=== Exercise objective ===
Reproduce the records below word for word, from the first line through the line containing "[(70, 178)]". Leave the pictures out.

□ □ □ □ □ □ □

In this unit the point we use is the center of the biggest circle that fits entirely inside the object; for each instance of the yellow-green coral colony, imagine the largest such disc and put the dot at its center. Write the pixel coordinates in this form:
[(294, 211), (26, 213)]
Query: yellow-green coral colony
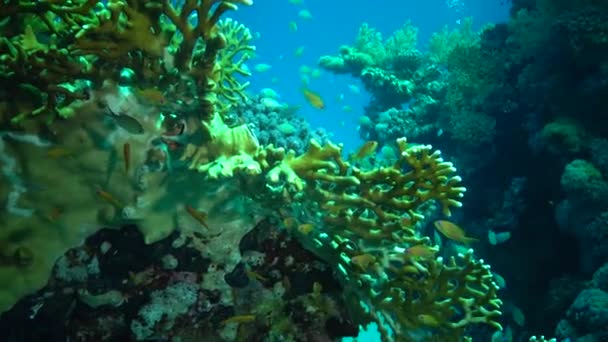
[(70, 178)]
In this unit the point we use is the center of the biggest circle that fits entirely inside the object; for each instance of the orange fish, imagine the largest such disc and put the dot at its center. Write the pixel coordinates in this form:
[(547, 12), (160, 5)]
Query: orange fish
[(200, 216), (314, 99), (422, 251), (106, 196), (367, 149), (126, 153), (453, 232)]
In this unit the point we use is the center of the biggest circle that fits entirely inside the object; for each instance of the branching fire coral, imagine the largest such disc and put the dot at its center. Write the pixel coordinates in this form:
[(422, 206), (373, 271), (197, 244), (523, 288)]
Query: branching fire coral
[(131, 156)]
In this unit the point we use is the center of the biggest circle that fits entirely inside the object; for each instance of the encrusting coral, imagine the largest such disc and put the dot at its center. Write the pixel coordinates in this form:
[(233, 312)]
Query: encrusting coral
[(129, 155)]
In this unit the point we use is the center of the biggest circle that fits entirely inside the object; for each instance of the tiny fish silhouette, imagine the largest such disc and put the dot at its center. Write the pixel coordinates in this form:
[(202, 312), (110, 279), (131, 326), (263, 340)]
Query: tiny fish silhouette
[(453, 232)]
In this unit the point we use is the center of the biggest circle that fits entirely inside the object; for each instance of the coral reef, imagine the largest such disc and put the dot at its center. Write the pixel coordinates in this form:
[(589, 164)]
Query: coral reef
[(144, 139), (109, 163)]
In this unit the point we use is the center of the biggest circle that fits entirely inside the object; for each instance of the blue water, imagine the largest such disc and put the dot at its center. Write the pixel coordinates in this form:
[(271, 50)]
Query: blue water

□ □ □ □ □ □ □

=== Task solution ===
In this unit the point we use is the center of the biggest circle that fits entirely inside the object; for each instance of the yellow-green coral colony, imagine the largest such disc and put the dot at its center. Write the pixel coordinates in this form:
[(294, 211), (26, 213)]
Query: yellow-green coral colony
[(70, 178)]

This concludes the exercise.